:: Texto fuente ::
# # # # #

La necesidad del pensamiento complejo
¿Qué es la complejidad? A primera vista la complejidad es un tejido (complexus: lo que
está tejido en conjunto) de constituyentes heterogéneos inseparablemente asociados:
presenta la paradoja de lo uno y lo múltiple. Al mirar con más atención, la complejidad es,
efectivamente, el tejido de eventos, acciones, interacciones, retroacciones,
determinaciones, azares, que constituyen nuestro mundo fenoménico. Así es que la
complejidad se presenta con los rasgos inquietantes de lo enredado, de lo inextricable, del
desorden, la ambigüedad, la incertidumbre... De allí la necesidad, para el conocimiento,
de poner orden en los fenómenos rechazando el desorden, de descartar lo incierto, es
decir, de seleccionar los elementos de orden y de certidumbre, de quitar ambigüedad,
clarificar, distinguir, jerarquizar... Pero tales operaciones, necesarias para la inteligibilidad,
corren el riesgo de producir ceguera si eliminan los otros caracteres de lo complejo; y,
efectivamente, como ya lo he indicado, nos han vuelto ciegos.

# # # # #

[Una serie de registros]

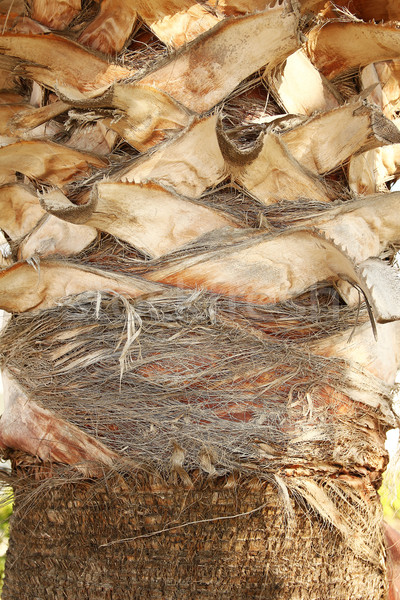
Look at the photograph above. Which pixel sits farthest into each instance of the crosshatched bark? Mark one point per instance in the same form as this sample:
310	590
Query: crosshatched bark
208	549
204	316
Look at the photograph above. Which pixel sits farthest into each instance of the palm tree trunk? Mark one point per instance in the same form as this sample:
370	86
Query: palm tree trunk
207	542
204	329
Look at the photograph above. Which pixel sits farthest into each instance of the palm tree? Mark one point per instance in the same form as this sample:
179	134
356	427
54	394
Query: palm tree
198	265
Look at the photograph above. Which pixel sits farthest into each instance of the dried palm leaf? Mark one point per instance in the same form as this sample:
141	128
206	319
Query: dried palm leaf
213	65
325	141
261	268
151	218
336	47
186	163
271	173
385	77
363	228
30	286
29	427
20	210
300	88
111	28
46	161
56	14
64	66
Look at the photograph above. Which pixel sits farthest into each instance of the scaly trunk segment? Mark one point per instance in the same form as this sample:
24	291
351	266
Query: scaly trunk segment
186	279
220	540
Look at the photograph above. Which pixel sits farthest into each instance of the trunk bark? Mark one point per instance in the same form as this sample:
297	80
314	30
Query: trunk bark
215	541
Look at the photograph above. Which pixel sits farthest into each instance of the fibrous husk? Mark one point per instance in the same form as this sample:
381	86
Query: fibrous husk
261	268
247	403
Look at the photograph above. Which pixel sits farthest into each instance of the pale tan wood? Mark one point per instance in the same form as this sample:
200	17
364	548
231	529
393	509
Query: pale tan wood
369	172
385	77
300	87
111	28
25	286
336	47
362	228
29	117
46	161
26	426
62	65
210	68
56	14
149	113
54	236
187	163
263	268
380	356
328	139
276	175
20	210
182	27
149	217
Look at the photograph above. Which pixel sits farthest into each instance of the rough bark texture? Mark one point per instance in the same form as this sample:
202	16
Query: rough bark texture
57	544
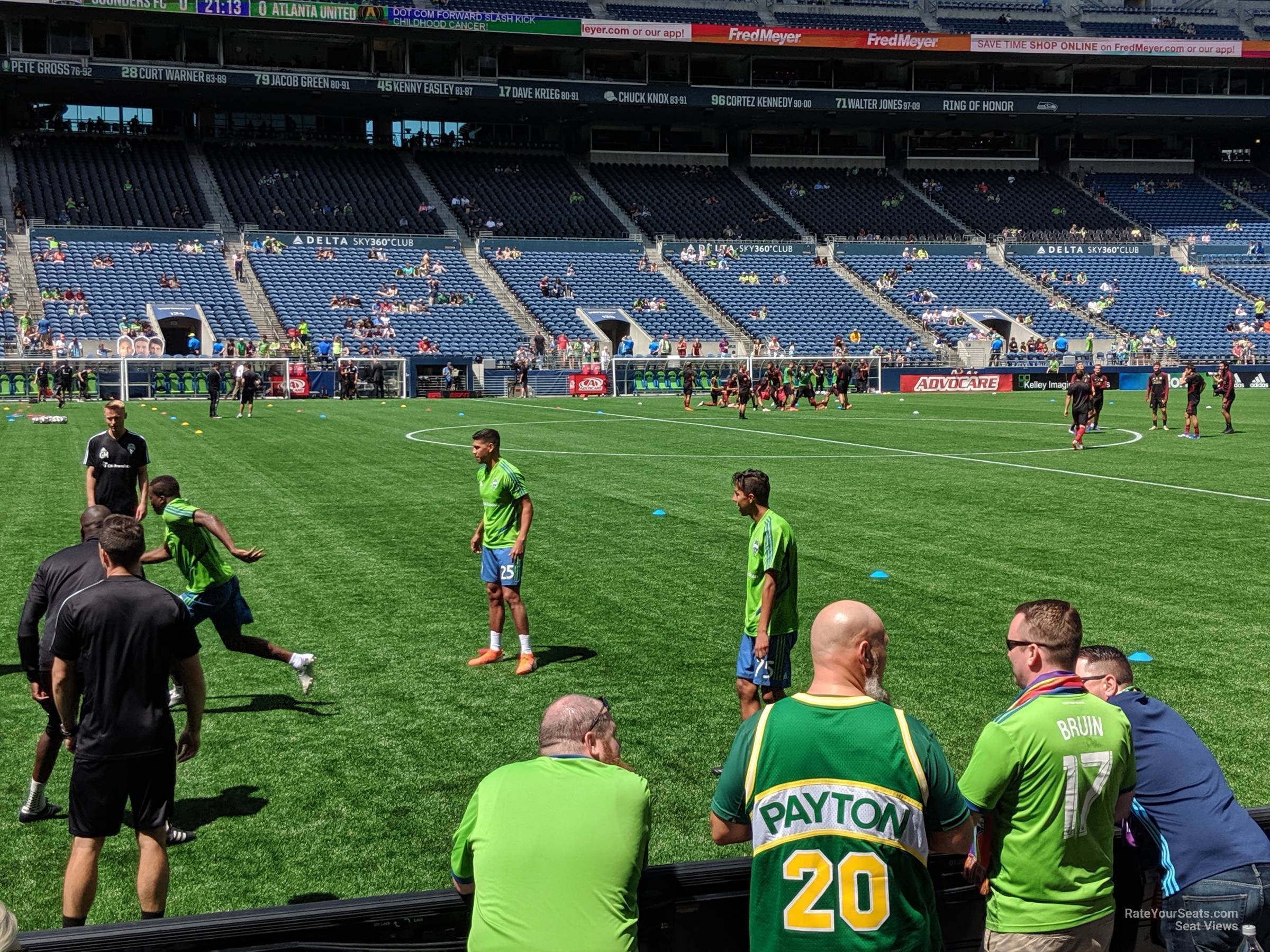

# # # # #

:: Tareas y ejercicios ::
[1] ¿Concuerdan con el texto sobre el pensamiento complejo estas afirmaciones? (a) La complejidad presenta la paradoja de lo uno y lo múltiple. (b) Las operaciones de ordenar y clarificar no suponen ningún riesgo para el conocimiento. (c) La palabra complexus designa lo que está separado. Contesta sí o no a cada una y cita las palabras del texto que lo deciden.
[2] ¿Cómo podría seguir el texto sobre el pensamiento complejo? Continúalo a partir de su última frase.
Este material no tiene relación con el texto sobre el pensamiento complejo.

:: Respuestas ::
[1]
(a) Sí: "presenta la paradoja de lo uno y lo múltiple".
(b) No: "corren el riesgo de producir ceguera si eliminan los otros caracteres de lo complejo".
(c) No: "complexus: lo que está tejido en conjunto".

[2]
Pero la complejidad ha vuelto a las ciencias por la misma vía por la que se había ido. El
desarrollo mismo de la ciencia física, que se ocupaba de revelar el Orden impecable del
mundo, su determinismo absoluto y perfecto, su obediencia a una Ley única y su
constitución de una materia simple primigenia (el átomo), se ha abierto finalmente a la
complejidad de lo real. Se ha descubierto en el universo físico un principio hemorrágico de
degradación y de desorden (segundo principio de la Termodinámica); luego, en el
supuesto lugar de la simplicidad física y lógica, se ha descubierto la extrema complejidad
microfísica; la partícula no es un ladrillo primario, sino una frontera sobre la complejidad
tal vez inconcebible; el cosmos no es una máquina perfecta, sino un proceso en vías de
desintegración y, al mismo tiempo, de organización.
Finalmente, se hizo evidente que la vida no es una sustancia, sino un fenómeno de auto-
eco-organización extraordinariamente complejo que produce la autonomía. Desde
entonces es evidente que los fenómenos antropo-sociales no podrían obedecer a
principios de inteligibilidad menos complejos que aquellos requeridos para los fenómenos
naturales. Nos hizo falta afrontar la complejidad antropo-social en vez de disolverla u
ocultarla.
La dificultad del pensamiento complejo es que debe afrontar lo entramado (el juego infinito
de inter-retroacciones), la solidaridad de los fenómenos entre sí, la bruma, la
incertidumbre, la contradicción. Pero nosotros podemos elaborar algunos de los útiles
conceptuales, algunos de los principios, para esa aventura, y podemos entrever el
aspecto del nuevo paradigma de complejidad que debiera emerger.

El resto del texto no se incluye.